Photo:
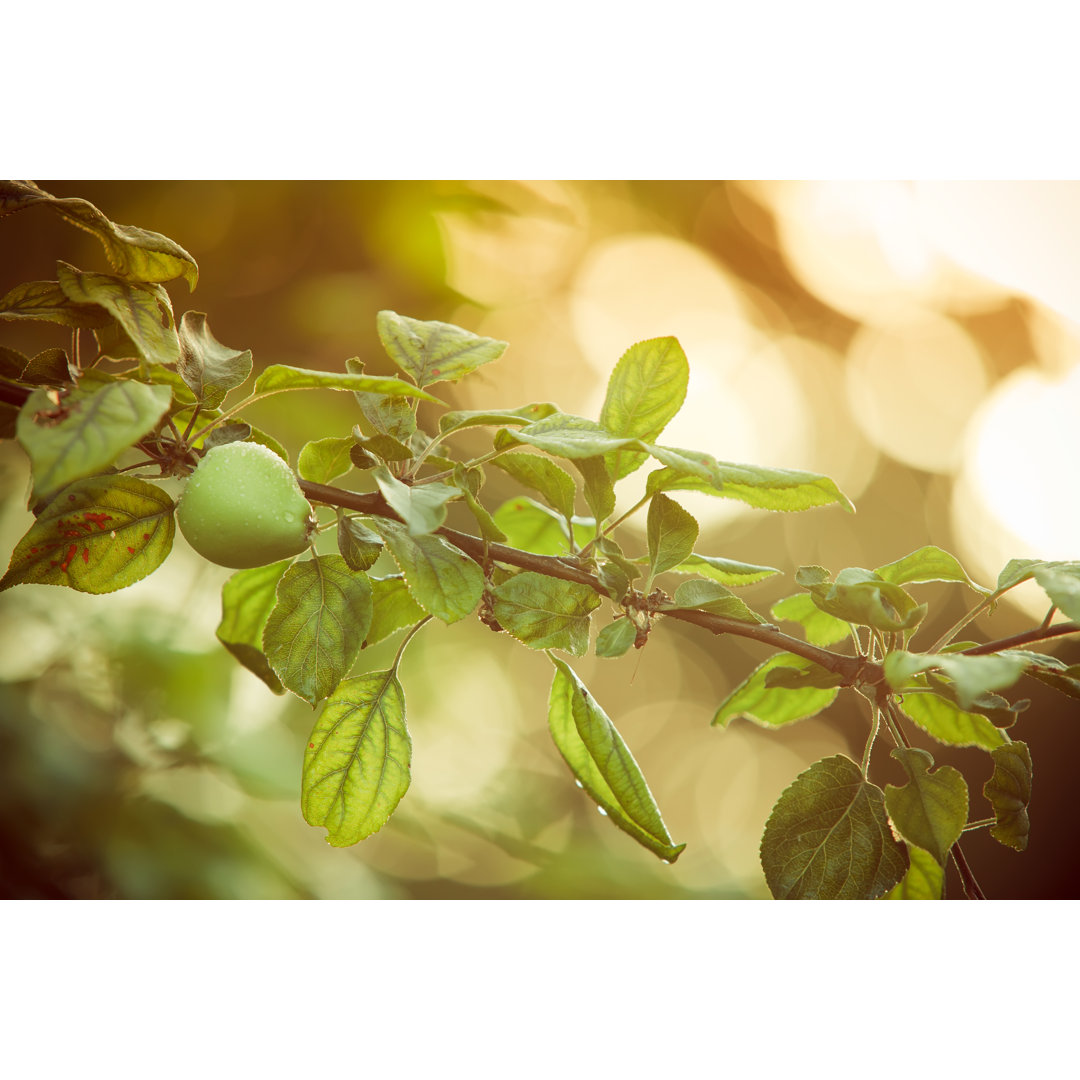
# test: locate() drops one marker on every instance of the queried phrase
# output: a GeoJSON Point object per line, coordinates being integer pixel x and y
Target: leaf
{"type": "Point", "coordinates": [862, 597]}
{"type": "Point", "coordinates": [134, 253]}
{"type": "Point", "coordinates": [828, 838]}
{"type": "Point", "coordinates": [208, 367]}
{"type": "Point", "coordinates": [97, 536]}
{"type": "Point", "coordinates": [598, 489]}
{"type": "Point", "coordinates": [927, 564]}
{"type": "Point", "coordinates": [443, 580]}
{"type": "Point", "coordinates": [711, 596]}
{"type": "Point", "coordinates": [603, 765]}
{"type": "Point", "coordinates": [786, 489]}
{"type": "Point", "coordinates": [931, 810]}
{"type": "Point", "coordinates": [433, 351]}
{"type": "Point", "coordinates": [279, 377]}
{"type": "Point", "coordinates": [923, 880]}
{"type": "Point", "coordinates": [387, 416]}
{"type": "Point", "coordinates": [393, 608]}
{"type": "Point", "coordinates": [754, 701]}
{"type": "Point", "coordinates": [1061, 582]}
{"type": "Point", "coordinates": [45, 301]}
{"type": "Point", "coordinates": [567, 436]}
{"type": "Point", "coordinates": [422, 508]}
{"type": "Point", "coordinates": [494, 418]}
{"type": "Point", "coordinates": [616, 638]}
{"type": "Point", "coordinates": [971, 676]}
{"type": "Point", "coordinates": [144, 310]}
{"type": "Point", "coordinates": [672, 534]}
{"type": "Point", "coordinates": [86, 431]}
{"type": "Point", "coordinates": [818, 626]}
{"type": "Point", "coordinates": [727, 571]}
{"type": "Point", "coordinates": [314, 632]}
{"type": "Point", "coordinates": [645, 391]}
{"type": "Point", "coordinates": [247, 598]}
{"type": "Point", "coordinates": [949, 724]}
{"type": "Point", "coordinates": [1009, 791]}
{"type": "Point", "coordinates": [359, 545]}
{"type": "Point", "coordinates": [325, 459]}
{"type": "Point", "coordinates": [544, 612]}
{"type": "Point", "coordinates": [1067, 680]}
{"type": "Point", "coordinates": [532, 527]}
{"type": "Point", "coordinates": [356, 765]}
{"type": "Point", "coordinates": [49, 367]}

Task brief: An exact copy of the lines above, from the first through the line that holds "# output: a", is what is needed; leave the pictures out.

Exercise result:
Photo:
# test: locate() drops one marker on every instance of the queried phrase
# output: a GeoJSON Point object per line, coordinates being integer pixel x and y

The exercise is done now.